DOCUMENT:
»»

The 2023 TikTok Shop Launch and Its Reception
At first, social media users were excited. Another opportunity to make money in a capitalist society is like a moth to a flame—we cannot help ourselves. For those who struggle to find conventional jobs and those living with impairments, the TikTok Shop symbolized the promise of a supplemental source of income, or even allowed those who prefer remote work to make selling products their full-time jobs. For others, it simply represented an opportunity to get rich quickly. Struggling college students could market products for extra textbook cash and increase their Target run budgets. Aspiring influencers could make it big by riding the coattails of the HSN entrepreneurs who paved the way before them.
However, others quickly realized what TikTok would soon become after the app launched its shop. Instead of short-form comedy clips, folks were spoonfed gilded e-commerce slop. TikTok lexicon shifted from “Vibe check” to “Run, don’t walk to get [insert product].” For every funny video you see, there are five product-pushing advertisements that have the same formulaic, urgent tone.
Anything shiny and new will be treated as such. It’s not out of the ordinary to get excited about the newest addition to an app you scroll on for countless hours every week. I know I was excited—until the TikTok Shop infiltrated every corner of the app and became an egregious stain on what the app used to be.

««

PROVIDED RECORDS:
»»

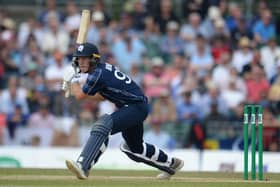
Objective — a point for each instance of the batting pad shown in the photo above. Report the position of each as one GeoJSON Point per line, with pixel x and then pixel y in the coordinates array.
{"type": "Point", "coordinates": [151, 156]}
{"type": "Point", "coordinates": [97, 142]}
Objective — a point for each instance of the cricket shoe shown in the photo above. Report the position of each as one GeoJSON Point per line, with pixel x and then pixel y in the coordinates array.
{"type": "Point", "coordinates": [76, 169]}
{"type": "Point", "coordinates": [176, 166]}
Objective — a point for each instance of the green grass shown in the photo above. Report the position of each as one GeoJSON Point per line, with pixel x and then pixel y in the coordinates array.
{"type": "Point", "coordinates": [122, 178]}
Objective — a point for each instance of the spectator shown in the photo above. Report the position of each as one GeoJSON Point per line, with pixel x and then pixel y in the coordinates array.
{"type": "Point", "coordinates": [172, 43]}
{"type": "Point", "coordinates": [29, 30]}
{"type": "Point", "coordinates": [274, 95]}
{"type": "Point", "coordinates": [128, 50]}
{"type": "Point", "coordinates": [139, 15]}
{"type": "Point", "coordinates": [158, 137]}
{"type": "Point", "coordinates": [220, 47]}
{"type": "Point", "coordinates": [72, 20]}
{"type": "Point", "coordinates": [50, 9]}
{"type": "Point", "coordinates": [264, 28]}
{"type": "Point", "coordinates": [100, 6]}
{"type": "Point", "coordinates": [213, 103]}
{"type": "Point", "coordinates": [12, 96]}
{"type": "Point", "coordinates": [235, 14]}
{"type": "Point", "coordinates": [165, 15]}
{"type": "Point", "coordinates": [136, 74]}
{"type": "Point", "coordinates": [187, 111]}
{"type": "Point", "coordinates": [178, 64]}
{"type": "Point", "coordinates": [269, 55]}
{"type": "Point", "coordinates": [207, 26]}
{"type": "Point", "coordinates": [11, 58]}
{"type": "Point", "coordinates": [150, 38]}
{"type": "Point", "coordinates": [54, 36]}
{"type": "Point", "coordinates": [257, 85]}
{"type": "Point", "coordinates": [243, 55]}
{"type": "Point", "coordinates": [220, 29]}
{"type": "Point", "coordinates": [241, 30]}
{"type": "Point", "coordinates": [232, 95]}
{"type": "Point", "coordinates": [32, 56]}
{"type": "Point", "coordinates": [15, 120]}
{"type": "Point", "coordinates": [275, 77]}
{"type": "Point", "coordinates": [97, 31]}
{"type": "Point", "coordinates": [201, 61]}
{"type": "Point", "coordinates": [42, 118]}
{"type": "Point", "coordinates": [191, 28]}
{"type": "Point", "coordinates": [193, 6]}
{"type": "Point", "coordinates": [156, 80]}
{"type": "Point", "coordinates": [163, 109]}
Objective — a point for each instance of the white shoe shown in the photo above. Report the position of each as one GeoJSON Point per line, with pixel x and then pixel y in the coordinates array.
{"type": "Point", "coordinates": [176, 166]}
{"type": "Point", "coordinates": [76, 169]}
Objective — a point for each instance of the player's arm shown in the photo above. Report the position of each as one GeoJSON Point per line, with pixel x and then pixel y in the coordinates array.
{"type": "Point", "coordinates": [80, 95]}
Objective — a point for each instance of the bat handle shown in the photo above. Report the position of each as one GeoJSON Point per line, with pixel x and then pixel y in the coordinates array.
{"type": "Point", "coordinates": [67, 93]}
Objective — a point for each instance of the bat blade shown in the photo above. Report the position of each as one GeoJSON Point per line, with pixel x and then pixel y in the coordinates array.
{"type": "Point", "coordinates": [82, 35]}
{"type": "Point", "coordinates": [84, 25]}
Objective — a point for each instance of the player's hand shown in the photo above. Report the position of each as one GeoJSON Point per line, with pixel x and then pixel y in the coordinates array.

««

YOUR TASK:
Extend the piece on the 2023 TikTok Shop launch and its reception, picking up right after its final sentence.

ANSWER TO THE EXERCISE:
Products Are Priority, Second to Entertainment
At first, users were not given the opportunity to promote products—the TikTok Shop existed autonomously. This in-app autonomy was quite weird because the shop now had a clickable button reserved for them on TikTok’s UI, yet there was very little cross-collaboration between the “For You Page” and its respective section. I wish it had stayed this way, kept apart from the unsuspecting doomscrollers who use TikTok to perk up when they’ve had a long day. Now, we all have to be reminded about how much money we don’t have whenever we scroll past the thousands of users who overconsume on a daily basis.
When the shop finally allowed creators to make commission through video promotions, they set specific guidelines. You had to have at least 5,000 TikTok followers, be at least 18 years old, and be accepted into the TikTok Affiliate Program. At first, the products available on the shop were solely exclusive to the fashion and beauty realm. TikTok was not Instacart—at least, not yet.
Now, in addition to dropshipping companies selling 100% polyester croptops, small businesses sell their nonperishable and perishable edible goods on the TikTok Shop. Small businesses found a gold mine with the shop, but where are the regulations, at the very least, regarding the sales of food products? All of this to say: Overconsumption on TikTok has gotten out of hand.
“Free and Refundable Samples:” The TikTok Creator Pilot Program
Spoiler alert: It’s only getting worse. TikTok launched the TikTok Creator Pilot Program, which allows creators with fewer followers to product-push and earn commission through sales. This directly affects users’ scrolling experience. Now, half of the content on TikTok is advertisements. We’re looking at two-thirds of it being e-commerce mumbo jumbo.
Additionally, the Pilot Program allows sellers on the TikTok Shop platform to offer users “free” or “refundable” samples. These shops are roping users in with the promise of free goods, and in the “refundable” samples’ cases, a money-back guarantee if they successfully promote the product they are “sampling”, as shown in their sales. So, they get a free product and earn commission, but at what bigger cost?
Users are effectively roping other users in with this promise because if they can do it, you can, too. It’s all feeling a bit MLM-esque.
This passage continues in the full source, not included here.